Start of Block
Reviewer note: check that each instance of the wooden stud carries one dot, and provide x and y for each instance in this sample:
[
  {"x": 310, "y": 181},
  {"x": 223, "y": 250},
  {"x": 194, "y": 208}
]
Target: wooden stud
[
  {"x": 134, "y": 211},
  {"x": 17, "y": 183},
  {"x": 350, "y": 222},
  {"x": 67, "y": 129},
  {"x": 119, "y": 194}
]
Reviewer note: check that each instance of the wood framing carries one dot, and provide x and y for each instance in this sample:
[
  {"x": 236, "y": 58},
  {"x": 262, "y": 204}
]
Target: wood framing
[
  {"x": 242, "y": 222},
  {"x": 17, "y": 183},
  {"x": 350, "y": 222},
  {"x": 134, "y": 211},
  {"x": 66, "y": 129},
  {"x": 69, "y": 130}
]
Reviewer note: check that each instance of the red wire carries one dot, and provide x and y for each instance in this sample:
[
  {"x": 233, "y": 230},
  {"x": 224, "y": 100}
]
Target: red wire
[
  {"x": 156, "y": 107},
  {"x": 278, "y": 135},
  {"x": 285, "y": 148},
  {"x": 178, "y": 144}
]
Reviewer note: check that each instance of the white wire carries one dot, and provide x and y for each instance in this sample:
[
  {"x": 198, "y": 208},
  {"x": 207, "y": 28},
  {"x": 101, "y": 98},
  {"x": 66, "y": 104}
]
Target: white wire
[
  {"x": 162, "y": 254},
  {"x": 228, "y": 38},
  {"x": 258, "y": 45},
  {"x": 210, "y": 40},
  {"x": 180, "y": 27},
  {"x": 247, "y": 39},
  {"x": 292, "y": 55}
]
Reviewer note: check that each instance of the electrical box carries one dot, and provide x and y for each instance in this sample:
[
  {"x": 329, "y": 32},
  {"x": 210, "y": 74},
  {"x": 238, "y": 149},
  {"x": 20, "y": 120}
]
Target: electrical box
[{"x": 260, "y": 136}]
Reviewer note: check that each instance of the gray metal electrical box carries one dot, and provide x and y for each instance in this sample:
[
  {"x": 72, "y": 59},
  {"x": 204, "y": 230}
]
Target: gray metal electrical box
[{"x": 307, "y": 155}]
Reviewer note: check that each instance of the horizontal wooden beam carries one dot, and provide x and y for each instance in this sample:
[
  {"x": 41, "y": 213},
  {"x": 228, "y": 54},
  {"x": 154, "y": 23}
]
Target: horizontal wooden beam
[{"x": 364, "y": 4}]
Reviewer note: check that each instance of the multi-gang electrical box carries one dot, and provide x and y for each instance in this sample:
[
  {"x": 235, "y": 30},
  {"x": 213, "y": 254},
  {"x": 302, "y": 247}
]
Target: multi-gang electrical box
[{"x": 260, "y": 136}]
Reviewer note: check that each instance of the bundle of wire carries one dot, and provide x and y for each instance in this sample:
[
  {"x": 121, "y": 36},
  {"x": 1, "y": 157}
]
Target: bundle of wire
End of Block
__ACTIVITY__: For every entry above, give it back exactly as written.

__ANSWER FOR THE TASK__:
Reviewer note: check that each instance of the wooden stud carries one dot, and provide x and y for each instance in this sample:
[
  {"x": 310, "y": 181},
  {"x": 223, "y": 250},
  {"x": 194, "y": 208}
]
Target: wooden stud
[
  {"x": 134, "y": 211},
  {"x": 17, "y": 183},
  {"x": 350, "y": 222},
  {"x": 67, "y": 129},
  {"x": 119, "y": 194}
]
Reviewer note: check that each instance of the wood framing carries one dot, and provide x and y for each instance in this sample:
[
  {"x": 236, "y": 58},
  {"x": 262, "y": 204}
]
Target: wood framing
[
  {"x": 242, "y": 222},
  {"x": 17, "y": 183},
  {"x": 350, "y": 222},
  {"x": 134, "y": 211},
  {"x": 66, "y": 129},
  {"x": 69, "y": 130}
]
Reviewer note: check that each instance of the red wire carries one dot, and provide x and y for each instance in this sample:
[
  {"x": 233, "y": 230},
  {"x": 224, "y": 100}
]
Target: red wire
[
  {"x": 156, "y": 107},
  {"x": 278, "y": 135},
  {"x": 285, "y": 148},
  {"x": 178, "y": 144}
]
Reviewer note: check that each instance of the white wire carries one dot, and provide x and y for each instance in this sample:
[
  {"x": 198, "y": 208},
  {"x": 207, "y": 28},
  {"x": 101, "y": 98},
  {"x": 66, "y": 104}
]
Target: white wire
[
  {"x": 162, "y": 254},
  {"x": 228, "y": 38},
  {"x": 258, "y": 45},
  {"x": 210, "y": 40},
  {"x": 180, "y": 27},
  {"x": 247, "y": 39},
  {"x": 292, "y": 55}
]
Reviewer note: check that each instance of the electrical box carries one dot, and provide x and y for each instance in this sample:
[
  {"x": 329, "y": 32},
  {"x": 210, "y": 74},
  {"x": 238, "y": 149},
  {"x": 20, "y": 120}
]
Target: electrical box
[{"x": 260, "y": 136}]
Reviewer note: check that each instance of the gray metal electrical box carries one dot, and provide x and y for each instance in this sample:
[
  {"x": 72, "y": 59},
  {"x": 204, "y": 230}
]
Target: gray metal electrical box
[{"x": 307, "y": 155}]
Reviewer note: check that each instance of the horizontal wooden beam carries one dot, and provide x and y for each instance in this sample:
[
  {"x": 41, "y": 213},
  {"x": 228, "y": 54},
  {"x": 154, "y": 23}
]
Target: horizontal wooden beam
[{"x": 364, "y": 4}]
Reviewer note: check that each instance of the multi-gang electrical box carries one dot, and provide x and y for each instance in this sample:
[
  {"x": 235, "y": 30},
  {"x": 213, "y": 254},
  {"x": 302, "y": 247}
]
Target: multi-gang electrical box
[{"x": 260, "y": 136}]
Reviewer note: check that each instance of the bundle of wire carries one dot, and provide x and y for each instance in this sample:
[
  {"x": 121, "y": 36},
  {"x": 1, "y": 157}
]
Target: bundle of wire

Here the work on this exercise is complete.